Lo confesso: l’idea di andare al concerto de El Cachivache Quinteto, organizzato da Kriminal Tango sabato 6 maggio 2017 presso lo Scup (Stazione Tuscolana), mi ha solleticato leggendo il titolo del loro sesto disco. Tango Punk, l’ultimo doppio cd in cui i tanghi classici sono arrangiati con influenze rock nel Volume 1 mentre nel Volume 2 i tanghi sono composti da loro stessi con sonorità più marcate e sperimentali mi ha incuriosito molto, e alla loro quarta esibizione a Roma ho deciso che era giunto il momento di incontrarli.
Sì, mi ero preventivamente documentata su di loro (come pensare di fare un’intervista, altrimenti?), ma non sapevo bene, fino in fondo, cosa aspettarmi.

Dati mostrati:
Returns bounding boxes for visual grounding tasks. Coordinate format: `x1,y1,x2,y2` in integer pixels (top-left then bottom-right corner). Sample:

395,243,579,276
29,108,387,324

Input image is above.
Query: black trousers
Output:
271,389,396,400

Esercizi:
(1) Traduci in inglese la seguente frase del brano proposto: "Sì, mi ero preventivamente documentata su di loro (come pensare di fare un’intervista, altrimenti?), ma non sapevo bene, fino in fondo, cosa aspettarmi."
(2) Duplica il passaggio del brano proposto che parte da "Sì, mi ero preventivamente" e arriva fino a "fondo, cosa aspettarmi." incluso.
(3) Rispondi in base al brano proposto:
(a) Chi ha organizzato il concerto de El Cachivache Quinteto?
(b) Che numero occupa Tango Punk nella discografia del gruppo?
(c) Quale esibizione a Roma del gruppo era quella del concerto?

Soluzioni:
(1) Yes, I had researched them beforehand (how else could I think of doing an interview?), but I didn't really know, deep down, what to expect.

(2)
Sì, mi ero preventivamente documentata su di loro (come pensare di fare un’intervista, altrimenti?), ma non sapevo bene, fino in fondo, cosa aspettarmi.

(3)
(a) Kriminal Tango
(b) È il sesto disco.
(c) La quarta.